SELECTED PASSAGE:
Hungary Is Blocking E.U. Money for Ukraine. Here’s What You Need to Know.
Hungary Is Blocking E.U. Money for Ukraine. Here’s What You Need to Know.


The European Union’s leaders are meeting in Brussels on Thursday to try and strike a deal with Prime Minister Viktor Orban of Hungary, who is blocking a multibillion euro fund aimed at securing Ukraine’s financing for the next few years.

Talks are gridlocked and the mood toward Mr. Orban is negative, with European leaders, unusually united against one of their peers, fed up with his stance on Ukraine and his anti-E.U. bluster.

A 50-billion euro ($54 billion) fund to support Ukraine through to the end of 2027.

Ukraine is facing one of is most difficult moments since Russia’s full-scale invasion nearly two years ago, with U.S. aid held up and virtually no progress on the battlefield.

Kyiv urgently needs fresh cash to keep basic services running. The E.U. aid, to be dispensed in the form of loans and grants over the next four years, would both cover immediate needs and allow Ukraine to plan its long-term budget.

This money is part of auxiliary funds, still under negotiation, to supplement the E.U. budget and pay for things like emergency responses to natural disasters. If there’s no deal over the funding for Ukraine, the other parts of the budget will also be held up.

There are broader issues at stake. If E.U. leaders fail to agree on long-term support for Ukraine, it could undermine the bloc’s credibility. And a definitive rupture over Ukraine could be hard to recover from, reinforcing Hungary’s isolation.

Mr. Orban has watered down or held up most E.U. decisions linked to Ukraine, including sanctions against Russia, which require the unanimous backing of all 27 E.U. countries.

The closest — and perhaps now only — ally of President Vladimir V. Putin in the E.U., Mr. Orban says he believes Russia is not a threat to Europe.

Critics say Mr. Orban is simply angling to extend his power. The goal, they say, is to use Hungary’s veto as leverage to unfreeze billions of euros in E.U. funding that has been held up over Hungary’s breaches of E.U. rules.

The E.U. and Hungary have long clashed over policies on the rule of law, corruption and minority rights, but their relationship has hit rock bottom since the outbreak of war in Ukraine two years ago.

EXTRACTED RECORDS:
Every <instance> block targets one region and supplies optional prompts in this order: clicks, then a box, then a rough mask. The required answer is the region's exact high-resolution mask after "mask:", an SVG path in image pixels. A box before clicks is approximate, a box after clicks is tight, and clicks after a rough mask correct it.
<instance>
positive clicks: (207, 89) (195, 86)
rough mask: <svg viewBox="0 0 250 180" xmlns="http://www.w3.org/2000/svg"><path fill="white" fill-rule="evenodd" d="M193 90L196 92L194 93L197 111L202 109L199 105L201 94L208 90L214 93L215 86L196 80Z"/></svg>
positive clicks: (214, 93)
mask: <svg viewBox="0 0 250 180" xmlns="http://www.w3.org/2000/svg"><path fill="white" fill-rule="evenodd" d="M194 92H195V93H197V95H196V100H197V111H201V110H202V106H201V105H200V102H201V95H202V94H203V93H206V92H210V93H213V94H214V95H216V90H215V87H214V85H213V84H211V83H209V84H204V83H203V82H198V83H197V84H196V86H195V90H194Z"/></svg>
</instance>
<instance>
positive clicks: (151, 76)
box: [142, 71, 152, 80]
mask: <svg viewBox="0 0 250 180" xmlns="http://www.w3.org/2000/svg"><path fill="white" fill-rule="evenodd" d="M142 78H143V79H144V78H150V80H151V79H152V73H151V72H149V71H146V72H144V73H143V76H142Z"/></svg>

WORK REQUEST 1:
Answer these questions from the article on Hungary blocking E.U. money for Ukraine:
(a) How large is the fund for Ukraine, in euros?
(b) In which city are the E.U. leaders meeting?
(c) What must E.U. sanctions against Russia have in order to pass?
WORK REQUEST 2: Write the next part of the article on Hungary blocking E.U. money for Ukraine, picking up after its final sentence.
The items have no role in the work here.

EXPECTED OUTPUT 1:
(a) 50 billion euros.
(b) Brussels.
(c) The unanimous backing of all 27 E.U. countries.

EXPECTED OUTPUT 2:
The European Commission, which enforces the application of E.U. rules, believes that Mr. Orban’s policies at home have eroded democratic protections, and that he has diverted E.U. funds to benefit himself and his allies. It has punished Hungary by freezing money the country would normally be getting — and desperately needs — from the E.U.

Mr. Orban and his officials reject the criticisms and say the E.U. is trying to impose liberal Western values on Hungarythat run counter to his vision of his nation’s conservative Christian identity.

Mr. Orban’s E.U. partners have committed to a robust annual review of how any money given to Ukraine is spent, but they say they won’t grant Hungary its demand for an annual vote.

If it is access to E.U. frozen funding that Mr. Orban is really after, that seems unlikely.

Late last year, the Commission concluded that Hungary had put in place judicial reforms, and unfroze 10 billion euros. But it said it would continue withholding the rest, 20 billion euros, because other issues remained unresolved.

While E.U. officials said the timing of the decision was coincidental, it came just before E.U. leaders officially opened talks that could lead to membership in the bloc for Ukraine. Mr. Orban had said he would veto such a move, but this time he left the room when the decision was being made, effectively abstaining.

A repeat of this scenario on Thursday is highly unlikely. The commission has made clear that it believes Hungary has not made any fresh progress that would warrant releasing more of the frozen funds.

Mr. Orban and the E.U. leaders might still find room for compromise in the details of how the Ukraine fund will be operated. Hungary could, for example be given a financial incentive in the form of a reprieve from the small contributions it makes to the E.U. budget.

This would allow the E.U. to offer Ukraine predictable long-term funding. The rupture with Mr. Orban would be set aside. And leaders could focus on the victory of getting all E.U. member states behind Ukraine at a crucial moment.

If the talks break down and no Ukraine fund is announced, E.U. leaders will be forced to go home and work out what they’ll try next.

One option is to launch a special fund for Ukraine approved by 26 member states, leaving Hungary out.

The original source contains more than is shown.